Stored items from a collection:
....
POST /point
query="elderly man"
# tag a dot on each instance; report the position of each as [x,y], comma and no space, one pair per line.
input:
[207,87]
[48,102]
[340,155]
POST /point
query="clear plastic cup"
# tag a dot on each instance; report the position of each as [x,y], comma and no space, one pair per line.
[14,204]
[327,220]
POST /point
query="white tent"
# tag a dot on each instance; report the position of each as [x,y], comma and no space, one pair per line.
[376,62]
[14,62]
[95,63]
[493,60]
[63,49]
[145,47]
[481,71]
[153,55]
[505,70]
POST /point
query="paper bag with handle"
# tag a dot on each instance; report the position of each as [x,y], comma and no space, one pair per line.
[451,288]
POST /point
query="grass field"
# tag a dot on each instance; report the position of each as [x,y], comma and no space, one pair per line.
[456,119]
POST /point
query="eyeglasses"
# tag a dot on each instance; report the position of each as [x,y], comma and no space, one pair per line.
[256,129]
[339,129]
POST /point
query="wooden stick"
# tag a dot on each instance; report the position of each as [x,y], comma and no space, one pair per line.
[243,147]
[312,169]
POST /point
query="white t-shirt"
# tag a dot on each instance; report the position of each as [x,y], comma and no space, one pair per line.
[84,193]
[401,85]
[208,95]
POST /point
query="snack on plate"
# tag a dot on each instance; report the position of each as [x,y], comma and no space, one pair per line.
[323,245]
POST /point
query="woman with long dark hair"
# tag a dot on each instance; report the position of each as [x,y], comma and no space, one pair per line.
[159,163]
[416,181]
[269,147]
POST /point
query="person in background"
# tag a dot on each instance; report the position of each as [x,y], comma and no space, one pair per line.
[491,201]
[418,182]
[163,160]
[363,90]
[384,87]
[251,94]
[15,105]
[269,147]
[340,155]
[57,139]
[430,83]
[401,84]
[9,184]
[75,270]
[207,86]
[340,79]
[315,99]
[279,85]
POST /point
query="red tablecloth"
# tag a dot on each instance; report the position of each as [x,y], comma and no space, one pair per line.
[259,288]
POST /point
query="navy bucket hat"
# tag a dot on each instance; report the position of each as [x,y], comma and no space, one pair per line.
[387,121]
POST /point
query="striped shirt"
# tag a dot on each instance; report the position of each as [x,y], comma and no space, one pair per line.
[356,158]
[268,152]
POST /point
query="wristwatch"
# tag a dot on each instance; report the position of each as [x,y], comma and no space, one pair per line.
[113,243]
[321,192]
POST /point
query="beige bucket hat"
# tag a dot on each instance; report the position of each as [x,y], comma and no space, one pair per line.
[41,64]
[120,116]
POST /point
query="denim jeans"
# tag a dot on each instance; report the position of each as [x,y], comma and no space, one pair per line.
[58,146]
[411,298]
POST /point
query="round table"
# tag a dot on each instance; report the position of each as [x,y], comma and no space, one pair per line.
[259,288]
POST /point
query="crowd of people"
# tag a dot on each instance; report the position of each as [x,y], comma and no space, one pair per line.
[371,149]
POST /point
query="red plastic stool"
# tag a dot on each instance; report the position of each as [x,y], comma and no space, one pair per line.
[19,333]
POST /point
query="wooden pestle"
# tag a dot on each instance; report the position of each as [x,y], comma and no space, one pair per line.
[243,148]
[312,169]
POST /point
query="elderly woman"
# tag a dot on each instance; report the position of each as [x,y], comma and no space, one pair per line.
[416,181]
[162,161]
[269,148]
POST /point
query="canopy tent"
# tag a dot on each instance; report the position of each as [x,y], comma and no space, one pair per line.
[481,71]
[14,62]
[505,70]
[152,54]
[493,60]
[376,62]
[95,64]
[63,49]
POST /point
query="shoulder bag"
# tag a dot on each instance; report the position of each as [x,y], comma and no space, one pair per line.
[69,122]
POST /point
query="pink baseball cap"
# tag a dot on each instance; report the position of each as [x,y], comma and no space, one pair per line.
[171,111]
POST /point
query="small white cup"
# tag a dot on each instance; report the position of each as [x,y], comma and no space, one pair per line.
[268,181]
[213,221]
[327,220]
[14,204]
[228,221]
....
= Instructions for the task =
Write each record out again exactly.

= Answer for the task =
POST /point
query="elderly man"
# tag a dot on each instance; report the position of each as [x,y], comma and no space, one pair per line.
input:
[207,87]
[48,102]
[340,155]
POST /point
query="clear plastic cup"
# tag a dot on each instance; report the position of each as [x,y], comma and no space, one pair per line.
[14,204]
[327,220]
POST /point
query="white tent"
# tag a dot on each instance; report the position of each as [x,y], comma and no space, one pair per line.
[376,62]
[14,62]
[95,63]
[493,60]
[63,49]
[145,47]
[481,71]
[153,55]
[505,70]
POST /point
query="paper bag with handle"
# tag a dot on each instance; report the position of each as [x,y], comma and no space, one pair per line.
[451,288]
POST /point
query="grass field"
# tag a dot on each instance; report the position of each as [x,y], comma and no space, one pair per line.
[456,119]
POST /point
query="eyeglasses"
# tag a dot on each instance; report the position of each as [x,y], comma and no space, one pair per line.
[256,129]
[339,129]
POST /point
query="wooden stick"
# tag a dot on each instance; report the position of each as [x,y], comma and no space, one pair per line.
[243,147]
[312,169]
POST /point
query="white t-shirt"
# tag a dot on each instance; report the position of each as [x,y], comma and no space, one pair per line.
[84,193]
[401,85]
[208,95]
POST /point
query="snack on plate"
# tag a dot on each instance; report the position of each as [x,y], comma and no space, one pair per line.
[323,245]
POST /point
query="woman with long dark hair"
# tag a dot on each instance; report the position of each as [x,y], comma and no space, one pair per line.
[159,163]
[416,181]
[269,147]
POST /point
query="person in background"
# tag a dot on each instance; report the position of each as [x,y], comma and no space, one pair per line.
[491,201]
[418,182]
[163,160]
[363,90]
[384,87]
[251,94]
[15,105]
[269,147]
[340,155]
[57,139]
[430,83]
[401,84]
[9,184]
[75,270]
[207,86]
[340,79]
[315,99]
[279,85]
POST /point
query="red tablecloth"
# tag a dot on each instance; report the position of each as [x,y], comma and no space, one pair per line.
[259,288]
POST /point
query="navy bucket hat"
# tag a dot on each instance; report the position of each as [x,y], comma and no space, one pair per line.
[387,121]
POST /point
query="striped shirt"
# tag a dot on each instance; report the position of each as [x,y], comma and no space, one pair per line.
[356,158]
[268,152]
POST /point
query="wristwatch"
# tag a dot on each instance; report the position of each as [x,y], comma and no space, one pair per line.
[113,243]
[321,192]
POST /point
query="beige bucket hat"
# tag a dot on each instance; report the position of each as [x,y], comma and no space, one pair per line.
[41,64]
[120,116]
POST /point
query="denim jeans"
# tag a dot on each instance; report the position of each as [x,y], comma and no space, one pair per line.
[58,146]
[411,298]
POST /point
query="round table"
# tag a dot on each instance; report the position of each as [x,y], comma and no space, one pair per line.
[259,288]
POST /point
query="crowd of people"
# tag a dot on each instance; report the position of each as [x,y], comma and no space, one pair per line.
[371,149]
POST /point
query="red plastic stool"
# tag a dot on each instance; report the position of each as [x,y], comma and no space, one pair per line.
[19,333]
POST /point
query="wooden pestle"
# tag a dot on each instance; report the position of each as [x,y], comma and no space, one pair per line.
[243,148]
[312,169]
POST /point
query="elderly woman"
# tag a dot on each instance; report the position of each as [x,y], comma and no space, one pair per line.
[416,181]
[162,161]
[269,148]
POST /point
query="canopy tent"
# tag a dot on each instance; report the position of each as [x,y], comma and no space, one pair per line.
[481,71]
[14,62]
[505,70]
[152,54]
[493,60]
[376,62]
[95,64]
[63,49]
POST /point
query="shoulder bag"
# tag a dot on each instance; report the position of each as [x,y], comma and no space, one pair per line.
[69,122]
POST /point
query="pink baseball cap"
# tag a dot on each instance; report the position of each as [x,y], comma and no space, one pair per line.
[171,111]
POST /point
query="small white cup"
# tag a dot on each instance; report the position of each as [x,y], comma and no space, one pair per line.
[268,181]
[213,221]
[327,220]
[14,204]
[228,221]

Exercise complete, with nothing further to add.